[Records of labeled points]

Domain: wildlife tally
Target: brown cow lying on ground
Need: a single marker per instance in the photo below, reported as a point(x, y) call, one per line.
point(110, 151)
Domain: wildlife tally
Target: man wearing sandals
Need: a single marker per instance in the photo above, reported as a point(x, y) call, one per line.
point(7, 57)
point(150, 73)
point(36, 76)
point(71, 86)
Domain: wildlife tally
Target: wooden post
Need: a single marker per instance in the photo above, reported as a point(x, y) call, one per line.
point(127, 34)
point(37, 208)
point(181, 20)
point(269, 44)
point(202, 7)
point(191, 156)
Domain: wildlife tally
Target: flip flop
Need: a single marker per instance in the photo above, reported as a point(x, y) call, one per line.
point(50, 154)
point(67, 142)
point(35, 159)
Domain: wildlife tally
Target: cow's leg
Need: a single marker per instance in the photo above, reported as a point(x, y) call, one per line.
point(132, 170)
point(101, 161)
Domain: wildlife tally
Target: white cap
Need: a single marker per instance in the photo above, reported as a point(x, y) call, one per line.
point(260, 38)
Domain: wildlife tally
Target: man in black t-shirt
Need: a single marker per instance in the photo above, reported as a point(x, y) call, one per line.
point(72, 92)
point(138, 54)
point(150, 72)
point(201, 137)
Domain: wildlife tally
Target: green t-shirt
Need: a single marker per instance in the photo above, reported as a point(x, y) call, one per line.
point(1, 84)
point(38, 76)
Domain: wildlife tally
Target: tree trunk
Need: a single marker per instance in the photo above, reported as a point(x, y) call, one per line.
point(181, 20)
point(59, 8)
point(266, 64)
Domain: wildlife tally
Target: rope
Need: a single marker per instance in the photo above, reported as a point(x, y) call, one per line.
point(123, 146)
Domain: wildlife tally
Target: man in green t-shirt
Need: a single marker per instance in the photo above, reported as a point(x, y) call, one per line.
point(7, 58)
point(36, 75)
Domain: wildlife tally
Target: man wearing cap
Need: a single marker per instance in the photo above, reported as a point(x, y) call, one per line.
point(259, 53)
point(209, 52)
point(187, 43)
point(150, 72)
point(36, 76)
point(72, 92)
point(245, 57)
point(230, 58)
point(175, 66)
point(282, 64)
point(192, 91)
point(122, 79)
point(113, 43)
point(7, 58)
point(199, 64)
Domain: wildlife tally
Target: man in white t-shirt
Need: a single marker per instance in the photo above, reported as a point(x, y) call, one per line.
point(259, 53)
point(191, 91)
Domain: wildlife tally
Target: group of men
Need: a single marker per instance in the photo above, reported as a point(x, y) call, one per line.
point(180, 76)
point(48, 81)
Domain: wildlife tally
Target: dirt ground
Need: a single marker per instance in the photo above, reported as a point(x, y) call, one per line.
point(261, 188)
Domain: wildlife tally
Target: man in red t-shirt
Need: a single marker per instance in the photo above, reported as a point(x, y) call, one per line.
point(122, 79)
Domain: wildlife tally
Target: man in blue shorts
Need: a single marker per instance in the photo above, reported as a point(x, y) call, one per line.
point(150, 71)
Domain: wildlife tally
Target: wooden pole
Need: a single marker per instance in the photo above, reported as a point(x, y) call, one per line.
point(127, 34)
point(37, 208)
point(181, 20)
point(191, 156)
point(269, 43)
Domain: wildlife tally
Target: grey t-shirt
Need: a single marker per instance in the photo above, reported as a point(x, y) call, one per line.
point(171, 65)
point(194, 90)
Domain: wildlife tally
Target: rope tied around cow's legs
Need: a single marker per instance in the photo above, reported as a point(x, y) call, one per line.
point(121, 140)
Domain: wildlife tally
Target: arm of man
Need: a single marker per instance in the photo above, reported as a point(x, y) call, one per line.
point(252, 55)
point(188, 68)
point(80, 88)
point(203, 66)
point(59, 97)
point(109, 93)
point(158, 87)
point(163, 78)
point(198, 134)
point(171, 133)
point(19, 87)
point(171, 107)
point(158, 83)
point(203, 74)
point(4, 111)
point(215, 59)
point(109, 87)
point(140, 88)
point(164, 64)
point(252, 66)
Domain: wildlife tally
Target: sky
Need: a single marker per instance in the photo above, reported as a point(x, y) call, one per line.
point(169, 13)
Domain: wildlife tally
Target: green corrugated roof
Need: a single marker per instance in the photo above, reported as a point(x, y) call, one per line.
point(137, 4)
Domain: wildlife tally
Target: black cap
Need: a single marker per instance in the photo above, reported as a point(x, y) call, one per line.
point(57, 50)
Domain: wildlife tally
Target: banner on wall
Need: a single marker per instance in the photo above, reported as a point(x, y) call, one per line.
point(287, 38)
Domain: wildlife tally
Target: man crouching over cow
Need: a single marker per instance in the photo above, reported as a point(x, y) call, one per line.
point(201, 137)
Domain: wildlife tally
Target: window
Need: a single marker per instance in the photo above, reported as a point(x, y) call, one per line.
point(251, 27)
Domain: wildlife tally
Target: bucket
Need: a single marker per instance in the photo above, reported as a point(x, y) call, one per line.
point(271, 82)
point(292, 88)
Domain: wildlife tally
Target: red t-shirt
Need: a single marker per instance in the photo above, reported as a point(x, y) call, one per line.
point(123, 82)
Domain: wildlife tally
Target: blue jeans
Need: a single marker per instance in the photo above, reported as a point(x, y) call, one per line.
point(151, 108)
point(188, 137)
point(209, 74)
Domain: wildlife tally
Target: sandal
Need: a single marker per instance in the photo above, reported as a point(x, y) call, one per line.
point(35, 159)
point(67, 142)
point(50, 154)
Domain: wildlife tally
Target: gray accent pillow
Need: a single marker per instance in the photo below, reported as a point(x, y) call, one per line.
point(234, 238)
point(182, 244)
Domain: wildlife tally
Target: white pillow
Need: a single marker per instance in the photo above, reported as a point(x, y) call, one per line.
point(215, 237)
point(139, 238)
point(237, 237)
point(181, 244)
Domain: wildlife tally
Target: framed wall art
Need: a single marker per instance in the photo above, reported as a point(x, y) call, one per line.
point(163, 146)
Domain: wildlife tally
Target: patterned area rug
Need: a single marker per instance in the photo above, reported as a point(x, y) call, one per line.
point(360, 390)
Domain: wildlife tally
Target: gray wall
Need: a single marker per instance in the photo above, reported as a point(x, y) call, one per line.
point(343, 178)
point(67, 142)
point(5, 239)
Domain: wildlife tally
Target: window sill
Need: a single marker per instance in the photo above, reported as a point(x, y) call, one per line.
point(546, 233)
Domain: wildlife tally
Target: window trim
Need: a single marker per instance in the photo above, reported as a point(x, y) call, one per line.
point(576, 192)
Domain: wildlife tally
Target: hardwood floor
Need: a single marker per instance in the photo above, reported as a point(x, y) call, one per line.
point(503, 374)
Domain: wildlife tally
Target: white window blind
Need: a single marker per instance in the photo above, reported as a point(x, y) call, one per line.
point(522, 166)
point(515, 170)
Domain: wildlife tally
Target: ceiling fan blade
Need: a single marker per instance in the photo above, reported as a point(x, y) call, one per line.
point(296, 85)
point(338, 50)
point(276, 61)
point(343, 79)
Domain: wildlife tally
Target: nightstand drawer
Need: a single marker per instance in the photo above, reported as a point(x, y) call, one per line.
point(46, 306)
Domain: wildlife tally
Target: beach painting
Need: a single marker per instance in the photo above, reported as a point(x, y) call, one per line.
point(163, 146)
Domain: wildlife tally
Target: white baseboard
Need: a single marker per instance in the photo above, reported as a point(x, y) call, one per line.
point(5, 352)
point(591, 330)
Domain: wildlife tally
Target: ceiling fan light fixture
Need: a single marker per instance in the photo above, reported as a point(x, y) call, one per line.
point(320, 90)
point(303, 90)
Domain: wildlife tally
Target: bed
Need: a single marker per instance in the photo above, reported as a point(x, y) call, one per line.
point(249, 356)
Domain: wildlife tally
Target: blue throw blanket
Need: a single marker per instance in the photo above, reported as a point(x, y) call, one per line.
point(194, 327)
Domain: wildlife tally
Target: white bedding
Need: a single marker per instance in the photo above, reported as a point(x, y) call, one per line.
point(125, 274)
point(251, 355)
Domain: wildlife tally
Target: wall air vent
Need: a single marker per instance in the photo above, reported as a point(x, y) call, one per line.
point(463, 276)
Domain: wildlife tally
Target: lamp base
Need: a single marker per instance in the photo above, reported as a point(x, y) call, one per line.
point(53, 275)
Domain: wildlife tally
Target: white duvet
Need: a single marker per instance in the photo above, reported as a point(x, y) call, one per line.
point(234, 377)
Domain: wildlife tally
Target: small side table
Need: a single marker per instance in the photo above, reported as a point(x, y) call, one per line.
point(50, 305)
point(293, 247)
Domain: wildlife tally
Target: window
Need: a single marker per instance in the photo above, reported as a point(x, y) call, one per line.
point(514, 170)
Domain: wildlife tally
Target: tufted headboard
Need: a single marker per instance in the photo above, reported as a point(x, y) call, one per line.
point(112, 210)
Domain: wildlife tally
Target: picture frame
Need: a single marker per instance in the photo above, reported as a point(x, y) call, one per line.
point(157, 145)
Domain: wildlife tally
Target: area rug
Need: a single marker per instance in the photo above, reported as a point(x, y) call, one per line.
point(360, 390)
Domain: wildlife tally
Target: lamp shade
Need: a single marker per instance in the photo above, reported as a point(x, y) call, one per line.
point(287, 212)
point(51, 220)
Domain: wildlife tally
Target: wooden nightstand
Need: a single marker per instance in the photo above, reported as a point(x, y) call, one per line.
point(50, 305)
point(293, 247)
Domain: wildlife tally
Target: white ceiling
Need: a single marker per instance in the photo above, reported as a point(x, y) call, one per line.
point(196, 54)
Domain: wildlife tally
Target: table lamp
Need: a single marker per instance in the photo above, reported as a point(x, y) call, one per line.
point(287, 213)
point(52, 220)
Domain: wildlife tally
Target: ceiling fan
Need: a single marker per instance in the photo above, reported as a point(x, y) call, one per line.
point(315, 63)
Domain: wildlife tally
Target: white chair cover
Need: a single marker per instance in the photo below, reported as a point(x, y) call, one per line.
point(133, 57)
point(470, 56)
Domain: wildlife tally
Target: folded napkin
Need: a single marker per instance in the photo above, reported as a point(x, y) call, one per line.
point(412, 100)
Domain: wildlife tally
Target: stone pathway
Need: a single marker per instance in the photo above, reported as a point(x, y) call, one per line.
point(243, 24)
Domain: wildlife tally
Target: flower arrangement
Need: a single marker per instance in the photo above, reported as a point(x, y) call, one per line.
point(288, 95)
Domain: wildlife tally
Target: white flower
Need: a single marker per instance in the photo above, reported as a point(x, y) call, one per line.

* **Exercise brief**: Render the part of the listing that opens with its first line and closes with the line containing "point(36, 75)" as a numbered list, skipping blank lines.

* **Task solution**:
1. Domain: wildlife tally
2. Target: brown cow lying on ground
3. Need: a single marker per instance in the photo below, reported as a point(x, y) call, one per line.
4. point(110, 151)
5. Domain: wildlife tally
6. Target: man wearing sandals
7. Need: a single marker per instance in the photo above, reported as a point(x, y) call, one per line.
8. point(7, 57)
9. point(150, 73)
10. point(36, 76)
11. point(71, 86)
12. Domain: wildlife tally
13. Target: wooden post
14. Need: a single marker per instance in the photo above, reported as a point(x, y) call, one per line.
15. point(127, 34)
16. point(37, 208)
17. point(181, 20)
18. point(269, 44)
19. point(202, 7)
20. point(191, 156)
21. Domain: wildlife tally
22. Target: flip flop
23. Need: a single marker per instance in the photo above, reported as a point(x, y) call, one per line.
24. point(50, 154)
25. point(67, 142)
26. point(35, 159)
27. Domain: wildlife tally
28. Target: cow's leg
29. Need: a single marker per instance in the photo above, reported as a point(x, y) call, one per line.
30. point(132, 170)
31. point(101, 161)
32. Domain: wildlife tally
33. Target: white cap
34. Need: a single marker per instance in the photo above, reported as a point(x, y) call, one per line.
35. point(260, 38)
36. Domain: wildlife tally
37. Target: man in black t-shirt
38. Need: a single marker per instance in the photo above, reported as a point(x, y) call, one per line.
39. point(72, 92)
40. point(138, 54)
41. point(150, 72)
42. point(201, 137)
43. Domain: wildlife tally
44. Target: green t-shirt
45. Need: a single marker per instance in the photo above, reported as a point(x, y) call, one per line.
46. point(1, 84)
47. point(38, 76)
48. Domain: wildlife tally
49. Target: tree trunk
50. Need: a single marker per instance in the photo above, reported as a point(x, y) call, one per line.
51. point(181, 20)
52. point(59, 8)
53. point(266, 64)
54. Domain: wildlife tally
55. Target: rope
56. Need: a single marker per instance in the photo above, reported as a point(x, y) call, one per line.
57. point(123, 146)
58. Domain: wildlife tally
59. Target: man in green t-shirt
60. Need: a single marker per instance in the photo above, reported as a point(x, y) call, one per line.
61. point(7, 58)
62. point(36, 75)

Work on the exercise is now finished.